Work to do:
Put the lines from the first one through the line containing "[0,0,53,202]" into a numbered list, leaving out any blank lines.

--- Records for this task ---

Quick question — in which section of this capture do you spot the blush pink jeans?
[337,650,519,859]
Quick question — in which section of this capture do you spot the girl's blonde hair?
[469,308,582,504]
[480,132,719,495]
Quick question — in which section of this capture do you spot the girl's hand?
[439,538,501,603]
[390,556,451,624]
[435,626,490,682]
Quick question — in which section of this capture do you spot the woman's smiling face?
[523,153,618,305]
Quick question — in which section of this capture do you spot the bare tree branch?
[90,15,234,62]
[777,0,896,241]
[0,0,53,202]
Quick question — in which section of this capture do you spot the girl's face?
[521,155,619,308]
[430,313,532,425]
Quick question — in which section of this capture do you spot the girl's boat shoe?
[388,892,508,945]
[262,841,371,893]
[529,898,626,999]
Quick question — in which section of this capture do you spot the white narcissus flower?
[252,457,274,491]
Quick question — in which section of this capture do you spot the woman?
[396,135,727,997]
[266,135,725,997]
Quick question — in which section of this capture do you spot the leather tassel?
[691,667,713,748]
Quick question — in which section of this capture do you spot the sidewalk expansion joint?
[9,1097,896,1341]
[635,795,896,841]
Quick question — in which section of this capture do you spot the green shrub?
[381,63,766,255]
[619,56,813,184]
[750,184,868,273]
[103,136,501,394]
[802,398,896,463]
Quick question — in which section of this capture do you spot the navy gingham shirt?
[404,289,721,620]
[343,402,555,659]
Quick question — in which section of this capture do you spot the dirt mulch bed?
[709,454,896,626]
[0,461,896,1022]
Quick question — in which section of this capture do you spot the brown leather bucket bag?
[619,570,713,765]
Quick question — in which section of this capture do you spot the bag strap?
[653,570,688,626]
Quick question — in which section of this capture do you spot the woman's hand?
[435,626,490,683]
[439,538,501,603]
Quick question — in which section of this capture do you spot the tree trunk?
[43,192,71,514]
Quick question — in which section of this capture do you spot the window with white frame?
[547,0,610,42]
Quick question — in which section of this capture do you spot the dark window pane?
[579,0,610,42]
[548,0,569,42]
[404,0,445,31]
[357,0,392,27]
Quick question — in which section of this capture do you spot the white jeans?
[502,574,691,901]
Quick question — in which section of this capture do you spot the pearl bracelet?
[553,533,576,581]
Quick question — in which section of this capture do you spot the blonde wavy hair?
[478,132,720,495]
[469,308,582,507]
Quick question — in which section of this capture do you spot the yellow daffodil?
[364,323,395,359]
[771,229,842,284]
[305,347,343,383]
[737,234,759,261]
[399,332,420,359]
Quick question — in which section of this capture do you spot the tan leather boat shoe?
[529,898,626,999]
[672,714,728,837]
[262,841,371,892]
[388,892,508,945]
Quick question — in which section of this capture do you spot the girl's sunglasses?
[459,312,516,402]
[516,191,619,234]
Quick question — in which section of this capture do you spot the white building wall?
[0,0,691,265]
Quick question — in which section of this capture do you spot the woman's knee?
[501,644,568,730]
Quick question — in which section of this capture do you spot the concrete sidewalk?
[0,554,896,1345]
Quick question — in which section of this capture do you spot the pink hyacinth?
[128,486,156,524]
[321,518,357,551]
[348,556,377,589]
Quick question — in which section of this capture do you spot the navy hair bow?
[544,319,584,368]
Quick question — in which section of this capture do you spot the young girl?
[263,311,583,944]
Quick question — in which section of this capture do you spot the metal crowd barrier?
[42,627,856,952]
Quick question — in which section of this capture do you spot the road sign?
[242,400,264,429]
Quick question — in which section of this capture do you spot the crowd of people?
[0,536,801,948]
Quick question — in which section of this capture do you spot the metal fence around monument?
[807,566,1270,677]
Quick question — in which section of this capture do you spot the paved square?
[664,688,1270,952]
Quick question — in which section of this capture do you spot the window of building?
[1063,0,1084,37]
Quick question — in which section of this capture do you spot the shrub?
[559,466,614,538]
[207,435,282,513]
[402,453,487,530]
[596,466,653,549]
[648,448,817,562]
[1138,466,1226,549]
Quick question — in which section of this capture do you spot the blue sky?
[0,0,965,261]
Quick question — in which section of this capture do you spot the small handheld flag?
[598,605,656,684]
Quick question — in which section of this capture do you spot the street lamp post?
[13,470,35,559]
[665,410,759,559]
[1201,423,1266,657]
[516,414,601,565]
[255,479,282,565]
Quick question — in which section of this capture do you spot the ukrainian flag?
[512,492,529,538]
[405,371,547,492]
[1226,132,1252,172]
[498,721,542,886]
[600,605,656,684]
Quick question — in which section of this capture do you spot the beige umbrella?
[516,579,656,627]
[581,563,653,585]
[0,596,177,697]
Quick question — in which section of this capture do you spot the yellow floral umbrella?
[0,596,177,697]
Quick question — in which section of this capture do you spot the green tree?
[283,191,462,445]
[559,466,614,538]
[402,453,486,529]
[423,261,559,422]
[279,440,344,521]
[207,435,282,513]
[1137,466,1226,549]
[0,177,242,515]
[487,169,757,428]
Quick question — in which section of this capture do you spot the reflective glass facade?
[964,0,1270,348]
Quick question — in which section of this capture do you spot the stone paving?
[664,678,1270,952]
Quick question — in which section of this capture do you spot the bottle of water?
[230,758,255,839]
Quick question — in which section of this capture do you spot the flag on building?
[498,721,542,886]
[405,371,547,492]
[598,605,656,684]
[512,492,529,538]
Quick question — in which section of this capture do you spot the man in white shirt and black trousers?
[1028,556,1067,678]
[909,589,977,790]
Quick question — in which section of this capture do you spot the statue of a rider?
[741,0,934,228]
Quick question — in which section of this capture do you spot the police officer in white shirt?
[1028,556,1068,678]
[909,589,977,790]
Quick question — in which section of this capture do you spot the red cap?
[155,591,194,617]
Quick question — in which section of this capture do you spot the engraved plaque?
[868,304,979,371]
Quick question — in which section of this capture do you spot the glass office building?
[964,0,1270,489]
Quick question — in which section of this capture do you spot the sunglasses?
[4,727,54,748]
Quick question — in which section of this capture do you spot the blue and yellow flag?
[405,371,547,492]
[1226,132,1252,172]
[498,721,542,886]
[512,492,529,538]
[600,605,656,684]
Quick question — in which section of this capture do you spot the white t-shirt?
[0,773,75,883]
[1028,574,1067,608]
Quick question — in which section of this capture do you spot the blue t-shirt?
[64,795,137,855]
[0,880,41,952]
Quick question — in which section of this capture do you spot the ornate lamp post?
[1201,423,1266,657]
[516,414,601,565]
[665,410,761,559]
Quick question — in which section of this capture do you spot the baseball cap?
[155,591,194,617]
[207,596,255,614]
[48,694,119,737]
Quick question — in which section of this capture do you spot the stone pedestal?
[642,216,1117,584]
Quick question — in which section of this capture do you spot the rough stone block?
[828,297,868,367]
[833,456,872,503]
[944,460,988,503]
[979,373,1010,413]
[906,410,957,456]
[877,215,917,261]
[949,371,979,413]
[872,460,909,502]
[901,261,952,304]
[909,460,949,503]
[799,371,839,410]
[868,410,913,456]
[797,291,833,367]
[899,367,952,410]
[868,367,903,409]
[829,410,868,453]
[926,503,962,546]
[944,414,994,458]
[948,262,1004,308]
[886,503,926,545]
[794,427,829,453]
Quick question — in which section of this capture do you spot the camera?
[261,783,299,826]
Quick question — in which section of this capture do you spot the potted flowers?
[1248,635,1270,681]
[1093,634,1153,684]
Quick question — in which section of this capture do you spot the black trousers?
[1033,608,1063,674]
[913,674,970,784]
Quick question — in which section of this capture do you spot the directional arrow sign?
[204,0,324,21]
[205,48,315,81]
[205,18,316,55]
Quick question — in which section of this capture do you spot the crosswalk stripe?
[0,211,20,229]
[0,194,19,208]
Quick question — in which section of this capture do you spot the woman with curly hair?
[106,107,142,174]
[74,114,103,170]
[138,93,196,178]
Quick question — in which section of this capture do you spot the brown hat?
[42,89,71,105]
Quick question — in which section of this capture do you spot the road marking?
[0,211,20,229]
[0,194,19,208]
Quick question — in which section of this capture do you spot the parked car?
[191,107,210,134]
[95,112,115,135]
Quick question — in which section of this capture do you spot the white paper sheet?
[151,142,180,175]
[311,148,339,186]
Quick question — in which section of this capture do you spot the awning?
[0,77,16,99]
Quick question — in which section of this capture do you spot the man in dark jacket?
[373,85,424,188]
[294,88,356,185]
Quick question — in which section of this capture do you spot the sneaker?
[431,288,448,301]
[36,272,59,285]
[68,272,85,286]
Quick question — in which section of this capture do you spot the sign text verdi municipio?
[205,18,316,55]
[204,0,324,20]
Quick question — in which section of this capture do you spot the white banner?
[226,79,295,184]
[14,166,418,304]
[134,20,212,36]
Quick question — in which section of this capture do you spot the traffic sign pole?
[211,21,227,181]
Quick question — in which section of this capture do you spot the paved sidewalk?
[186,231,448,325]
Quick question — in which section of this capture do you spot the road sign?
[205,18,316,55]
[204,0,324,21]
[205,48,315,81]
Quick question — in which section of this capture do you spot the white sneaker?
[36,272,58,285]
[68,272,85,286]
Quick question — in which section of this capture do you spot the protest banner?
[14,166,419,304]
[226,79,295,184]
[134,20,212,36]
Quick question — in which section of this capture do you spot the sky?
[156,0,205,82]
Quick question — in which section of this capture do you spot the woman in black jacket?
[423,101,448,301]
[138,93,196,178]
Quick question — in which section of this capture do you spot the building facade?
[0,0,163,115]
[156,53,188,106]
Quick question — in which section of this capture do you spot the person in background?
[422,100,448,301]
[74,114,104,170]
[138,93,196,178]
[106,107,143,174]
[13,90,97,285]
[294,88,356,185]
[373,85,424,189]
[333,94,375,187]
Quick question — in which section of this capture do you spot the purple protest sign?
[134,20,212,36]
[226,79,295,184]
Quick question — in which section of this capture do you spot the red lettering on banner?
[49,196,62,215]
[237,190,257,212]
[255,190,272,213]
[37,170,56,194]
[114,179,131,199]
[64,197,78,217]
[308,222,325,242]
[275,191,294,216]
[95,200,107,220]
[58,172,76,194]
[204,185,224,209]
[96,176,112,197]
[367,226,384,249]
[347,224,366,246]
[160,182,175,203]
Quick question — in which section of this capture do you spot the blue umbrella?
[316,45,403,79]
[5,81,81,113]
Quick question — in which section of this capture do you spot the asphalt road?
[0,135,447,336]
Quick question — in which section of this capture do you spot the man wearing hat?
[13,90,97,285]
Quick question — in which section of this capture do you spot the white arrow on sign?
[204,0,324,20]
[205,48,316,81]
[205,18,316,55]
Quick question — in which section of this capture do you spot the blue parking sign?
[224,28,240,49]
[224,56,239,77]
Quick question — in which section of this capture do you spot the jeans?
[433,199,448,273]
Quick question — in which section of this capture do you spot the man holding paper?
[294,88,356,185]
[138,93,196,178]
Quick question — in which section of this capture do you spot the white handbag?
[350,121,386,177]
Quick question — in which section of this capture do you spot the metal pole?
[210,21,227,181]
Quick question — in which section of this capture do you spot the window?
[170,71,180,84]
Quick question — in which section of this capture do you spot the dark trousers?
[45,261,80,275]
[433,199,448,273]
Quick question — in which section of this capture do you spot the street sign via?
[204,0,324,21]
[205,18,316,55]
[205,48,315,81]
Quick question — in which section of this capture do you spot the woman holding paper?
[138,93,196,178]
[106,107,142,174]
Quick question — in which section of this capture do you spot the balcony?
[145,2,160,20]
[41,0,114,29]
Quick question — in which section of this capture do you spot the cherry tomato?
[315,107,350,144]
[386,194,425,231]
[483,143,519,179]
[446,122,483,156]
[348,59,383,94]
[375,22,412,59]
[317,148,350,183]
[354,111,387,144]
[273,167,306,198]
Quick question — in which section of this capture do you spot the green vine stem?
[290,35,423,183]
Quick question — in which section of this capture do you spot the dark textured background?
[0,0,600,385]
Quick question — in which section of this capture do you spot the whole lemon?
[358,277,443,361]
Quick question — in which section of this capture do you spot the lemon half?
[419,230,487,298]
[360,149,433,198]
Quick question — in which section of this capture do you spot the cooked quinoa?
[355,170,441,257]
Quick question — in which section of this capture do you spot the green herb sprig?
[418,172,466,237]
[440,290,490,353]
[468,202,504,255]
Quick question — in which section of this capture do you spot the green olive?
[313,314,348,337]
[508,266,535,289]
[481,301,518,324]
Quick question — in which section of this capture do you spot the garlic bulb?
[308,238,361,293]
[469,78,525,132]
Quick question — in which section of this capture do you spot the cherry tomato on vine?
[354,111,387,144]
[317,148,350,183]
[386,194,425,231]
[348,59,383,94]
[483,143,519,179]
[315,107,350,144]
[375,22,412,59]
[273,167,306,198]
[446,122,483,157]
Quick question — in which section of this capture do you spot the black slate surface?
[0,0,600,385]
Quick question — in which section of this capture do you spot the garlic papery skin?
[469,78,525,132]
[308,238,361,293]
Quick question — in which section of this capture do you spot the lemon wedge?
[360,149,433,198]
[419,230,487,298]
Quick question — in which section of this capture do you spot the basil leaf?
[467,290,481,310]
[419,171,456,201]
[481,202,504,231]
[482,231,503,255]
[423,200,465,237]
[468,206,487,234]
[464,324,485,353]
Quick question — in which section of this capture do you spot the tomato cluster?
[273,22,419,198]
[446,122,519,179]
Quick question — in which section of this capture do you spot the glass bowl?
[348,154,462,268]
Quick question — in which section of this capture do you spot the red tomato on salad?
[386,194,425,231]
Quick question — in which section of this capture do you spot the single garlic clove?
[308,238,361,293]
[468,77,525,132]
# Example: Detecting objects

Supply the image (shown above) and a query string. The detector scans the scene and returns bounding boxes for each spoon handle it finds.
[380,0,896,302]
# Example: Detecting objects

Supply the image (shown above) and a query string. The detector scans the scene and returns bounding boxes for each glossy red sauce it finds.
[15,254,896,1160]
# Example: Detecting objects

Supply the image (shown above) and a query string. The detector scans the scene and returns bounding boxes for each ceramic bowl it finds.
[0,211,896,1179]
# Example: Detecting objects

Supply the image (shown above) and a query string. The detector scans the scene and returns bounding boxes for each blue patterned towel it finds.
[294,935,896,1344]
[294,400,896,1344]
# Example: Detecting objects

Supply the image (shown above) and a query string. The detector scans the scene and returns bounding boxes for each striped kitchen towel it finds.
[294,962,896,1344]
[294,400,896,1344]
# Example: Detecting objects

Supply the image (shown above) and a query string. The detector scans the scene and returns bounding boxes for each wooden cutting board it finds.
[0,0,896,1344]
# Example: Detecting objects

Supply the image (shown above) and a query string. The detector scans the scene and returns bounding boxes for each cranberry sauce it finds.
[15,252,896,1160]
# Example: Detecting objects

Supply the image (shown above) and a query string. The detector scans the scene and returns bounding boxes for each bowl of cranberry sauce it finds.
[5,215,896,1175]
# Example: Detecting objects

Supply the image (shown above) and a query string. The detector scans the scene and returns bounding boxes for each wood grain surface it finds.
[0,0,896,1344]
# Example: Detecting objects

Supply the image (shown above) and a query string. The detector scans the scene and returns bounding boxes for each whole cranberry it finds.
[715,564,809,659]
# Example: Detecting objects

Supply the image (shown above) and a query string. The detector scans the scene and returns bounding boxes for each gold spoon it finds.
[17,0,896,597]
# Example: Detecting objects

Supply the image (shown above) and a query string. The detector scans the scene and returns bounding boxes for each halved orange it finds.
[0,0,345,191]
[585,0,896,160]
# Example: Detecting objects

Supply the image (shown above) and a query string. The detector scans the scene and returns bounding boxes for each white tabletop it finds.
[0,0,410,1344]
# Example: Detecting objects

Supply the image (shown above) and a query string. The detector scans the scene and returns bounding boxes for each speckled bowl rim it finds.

---

Exercise answer:
1. Quick question — in which section of this capture do you spot the blush pink jeans?
2. [337,650,519,859]
3. Quick question — in which section of this capture do you spot the girl's blonde hair?
4. [469,308,582,504]
5. [480,132,719,495]
6. Quick question — in which section of this capture do you spot the girl's hand?
7. [439,538,501,603]
8. [390,556,451,624]
9. [435,626,490,682]
10. Quick question — in which section of this capture do you spot the woman's smiling face?
11. [523,153,618,305]
12. Quick question — in which section of this capture do you spot the bare tree branch?
13. [90,15,234,62]
14. [777,0,896,241]
15. [0,0,53,202]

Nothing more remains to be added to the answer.